(Natural-language object grounding data)
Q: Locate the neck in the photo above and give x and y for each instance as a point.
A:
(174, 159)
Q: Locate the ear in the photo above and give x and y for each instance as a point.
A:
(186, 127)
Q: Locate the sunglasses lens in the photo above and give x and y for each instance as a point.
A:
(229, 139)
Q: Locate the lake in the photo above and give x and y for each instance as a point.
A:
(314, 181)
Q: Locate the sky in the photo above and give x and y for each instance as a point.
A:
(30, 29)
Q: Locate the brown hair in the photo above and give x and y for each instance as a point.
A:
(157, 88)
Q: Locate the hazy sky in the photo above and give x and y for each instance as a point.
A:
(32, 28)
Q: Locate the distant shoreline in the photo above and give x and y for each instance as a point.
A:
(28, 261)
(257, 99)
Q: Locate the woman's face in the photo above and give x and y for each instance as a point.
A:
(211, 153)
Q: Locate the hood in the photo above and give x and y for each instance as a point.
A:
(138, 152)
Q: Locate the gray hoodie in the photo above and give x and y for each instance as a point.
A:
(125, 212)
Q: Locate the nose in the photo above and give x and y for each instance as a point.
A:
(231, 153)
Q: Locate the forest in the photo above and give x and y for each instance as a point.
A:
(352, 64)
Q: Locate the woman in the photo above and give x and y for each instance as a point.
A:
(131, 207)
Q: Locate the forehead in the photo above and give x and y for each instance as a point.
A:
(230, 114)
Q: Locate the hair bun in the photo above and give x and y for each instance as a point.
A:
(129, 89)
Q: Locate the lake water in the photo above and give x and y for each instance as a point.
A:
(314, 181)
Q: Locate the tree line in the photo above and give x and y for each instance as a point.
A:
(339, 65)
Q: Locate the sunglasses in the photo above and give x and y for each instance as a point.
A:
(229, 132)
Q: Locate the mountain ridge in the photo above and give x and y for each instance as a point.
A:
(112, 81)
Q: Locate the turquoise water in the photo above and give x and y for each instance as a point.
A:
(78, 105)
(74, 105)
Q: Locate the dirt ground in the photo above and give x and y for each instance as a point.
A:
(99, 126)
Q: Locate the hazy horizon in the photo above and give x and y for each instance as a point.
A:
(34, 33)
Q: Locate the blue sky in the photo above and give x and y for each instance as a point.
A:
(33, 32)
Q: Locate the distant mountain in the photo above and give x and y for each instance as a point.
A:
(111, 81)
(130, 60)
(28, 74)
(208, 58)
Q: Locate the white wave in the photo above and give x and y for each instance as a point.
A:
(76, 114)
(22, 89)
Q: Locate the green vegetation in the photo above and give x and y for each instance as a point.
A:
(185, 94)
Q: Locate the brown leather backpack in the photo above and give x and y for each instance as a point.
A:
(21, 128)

...

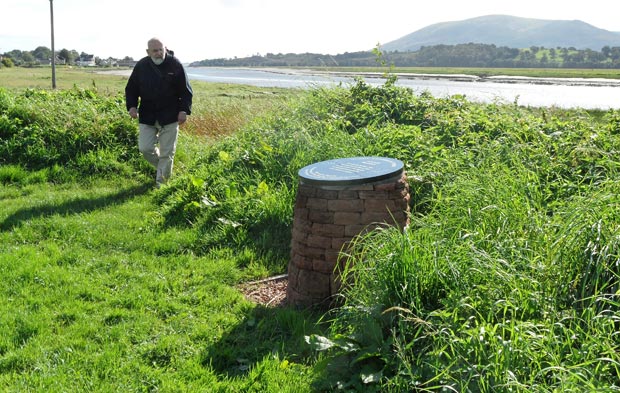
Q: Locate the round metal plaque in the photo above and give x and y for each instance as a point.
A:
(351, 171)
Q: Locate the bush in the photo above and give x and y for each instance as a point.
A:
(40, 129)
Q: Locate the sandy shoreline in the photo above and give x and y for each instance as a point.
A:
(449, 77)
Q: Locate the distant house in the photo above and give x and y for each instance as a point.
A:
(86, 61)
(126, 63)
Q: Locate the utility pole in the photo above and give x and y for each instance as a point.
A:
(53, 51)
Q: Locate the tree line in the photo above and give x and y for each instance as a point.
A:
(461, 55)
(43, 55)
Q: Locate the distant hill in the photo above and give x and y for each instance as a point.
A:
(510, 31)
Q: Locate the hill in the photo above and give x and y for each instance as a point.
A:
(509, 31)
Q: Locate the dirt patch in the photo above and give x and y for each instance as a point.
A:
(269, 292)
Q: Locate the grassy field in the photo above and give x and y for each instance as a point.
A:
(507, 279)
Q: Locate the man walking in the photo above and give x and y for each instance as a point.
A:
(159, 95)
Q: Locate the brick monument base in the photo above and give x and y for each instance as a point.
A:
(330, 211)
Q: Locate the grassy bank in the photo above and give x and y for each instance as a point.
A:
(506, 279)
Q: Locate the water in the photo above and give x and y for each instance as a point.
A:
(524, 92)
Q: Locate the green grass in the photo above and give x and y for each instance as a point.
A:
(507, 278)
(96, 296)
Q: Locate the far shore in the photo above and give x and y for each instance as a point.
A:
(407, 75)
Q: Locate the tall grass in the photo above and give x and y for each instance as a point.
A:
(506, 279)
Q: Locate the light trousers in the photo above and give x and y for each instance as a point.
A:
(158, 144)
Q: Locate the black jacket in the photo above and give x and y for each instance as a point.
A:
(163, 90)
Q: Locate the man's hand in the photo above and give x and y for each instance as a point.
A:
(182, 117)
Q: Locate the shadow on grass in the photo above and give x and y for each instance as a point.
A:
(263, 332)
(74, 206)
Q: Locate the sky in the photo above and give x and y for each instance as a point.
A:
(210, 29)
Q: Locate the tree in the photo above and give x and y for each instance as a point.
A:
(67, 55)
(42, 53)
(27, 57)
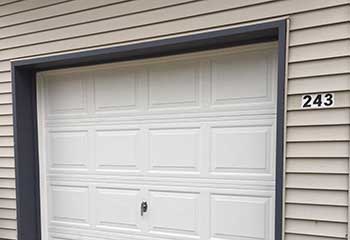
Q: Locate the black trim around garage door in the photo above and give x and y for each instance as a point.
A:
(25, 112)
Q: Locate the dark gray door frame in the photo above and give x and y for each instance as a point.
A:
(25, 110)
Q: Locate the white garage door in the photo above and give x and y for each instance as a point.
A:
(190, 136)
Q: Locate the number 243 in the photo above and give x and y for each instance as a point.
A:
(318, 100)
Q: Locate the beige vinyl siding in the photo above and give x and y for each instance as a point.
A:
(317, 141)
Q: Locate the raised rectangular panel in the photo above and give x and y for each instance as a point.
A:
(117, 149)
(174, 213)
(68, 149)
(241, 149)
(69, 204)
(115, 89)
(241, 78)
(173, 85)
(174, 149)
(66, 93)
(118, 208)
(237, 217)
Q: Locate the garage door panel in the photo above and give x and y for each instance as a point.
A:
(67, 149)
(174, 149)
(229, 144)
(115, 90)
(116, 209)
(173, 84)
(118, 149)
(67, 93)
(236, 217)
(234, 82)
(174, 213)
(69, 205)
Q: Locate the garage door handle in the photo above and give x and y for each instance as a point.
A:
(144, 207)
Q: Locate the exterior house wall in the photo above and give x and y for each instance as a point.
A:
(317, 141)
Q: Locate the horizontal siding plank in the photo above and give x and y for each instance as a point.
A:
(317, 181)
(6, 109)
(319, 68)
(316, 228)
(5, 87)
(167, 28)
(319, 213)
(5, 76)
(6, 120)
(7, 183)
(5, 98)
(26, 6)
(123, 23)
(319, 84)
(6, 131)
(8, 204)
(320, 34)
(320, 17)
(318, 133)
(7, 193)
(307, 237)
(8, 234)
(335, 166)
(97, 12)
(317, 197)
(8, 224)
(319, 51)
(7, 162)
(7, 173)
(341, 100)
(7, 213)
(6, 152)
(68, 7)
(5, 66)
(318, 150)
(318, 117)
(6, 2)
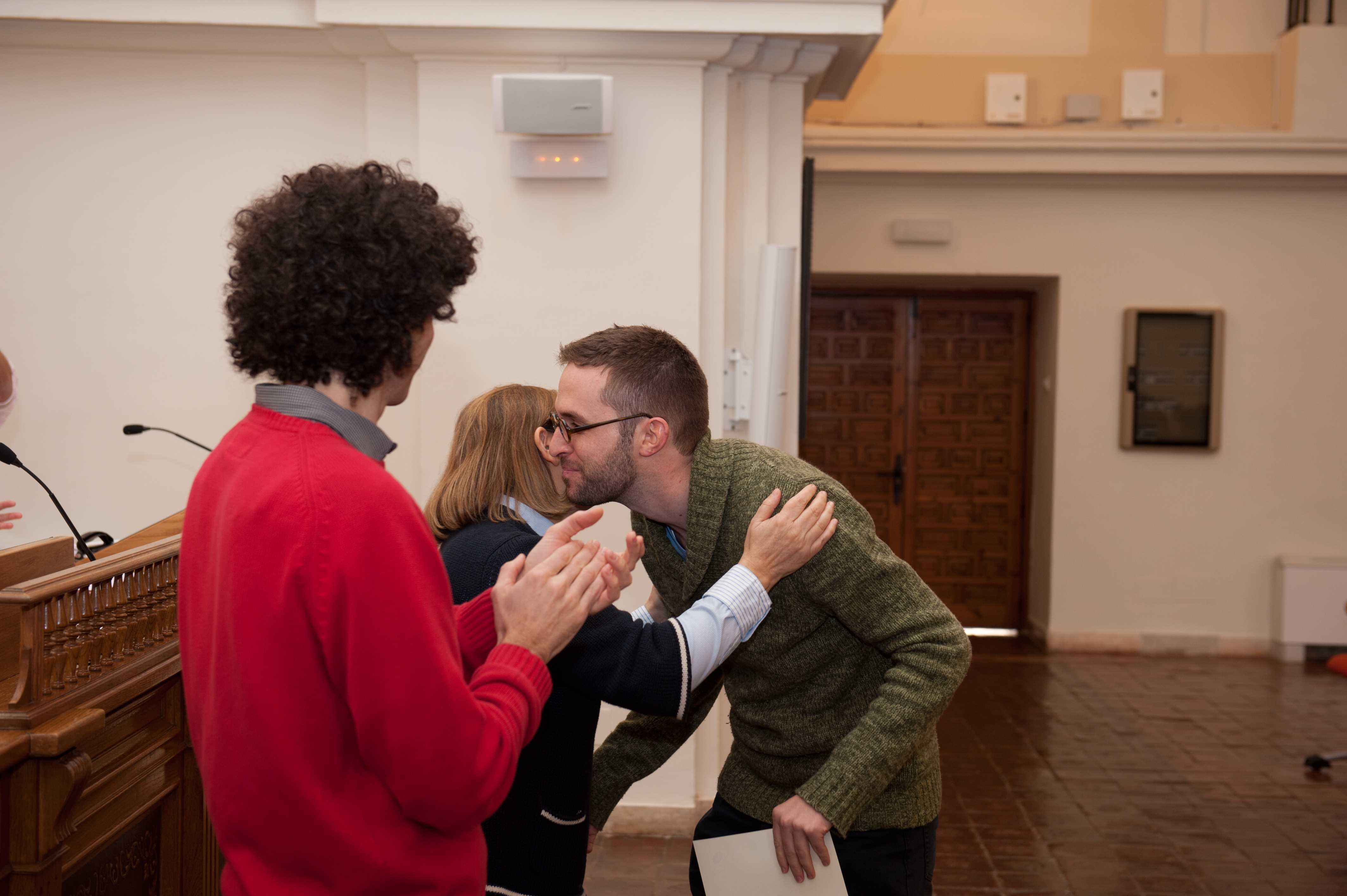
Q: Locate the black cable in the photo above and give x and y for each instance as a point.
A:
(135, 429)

» **Task to complete**
Every line above from the line with "Q: Locate the gray" to the line with "Q: Locate the lake water" is wanted, ends included; write them out exactly and add no other line.

» **Response area**
Q: Locate the gray hoodie in the photo above and give x and y for each instance as a point.
A:
(125, 212)
Q: Locate the nose in the photo above and give x and y for each instance as a point.
A:
(231, 153)
Q: Locate the forest in the photo above and give x and y for each instance as a point.
A:
(352, 64)
Q: Locate the woman in the photo above and give x and y for each instance as a point.
A:
(131, 207)
Q: Locate the forehead in the photo above and give x and y for each instance as a point.
A:
(230, 114)
Q: Locate the hair bun in the photo above and give x and y for each instance as a point.
A:
(129, 89)
Q: Locate the lake water in the photo above and give x and y for each instance as a point.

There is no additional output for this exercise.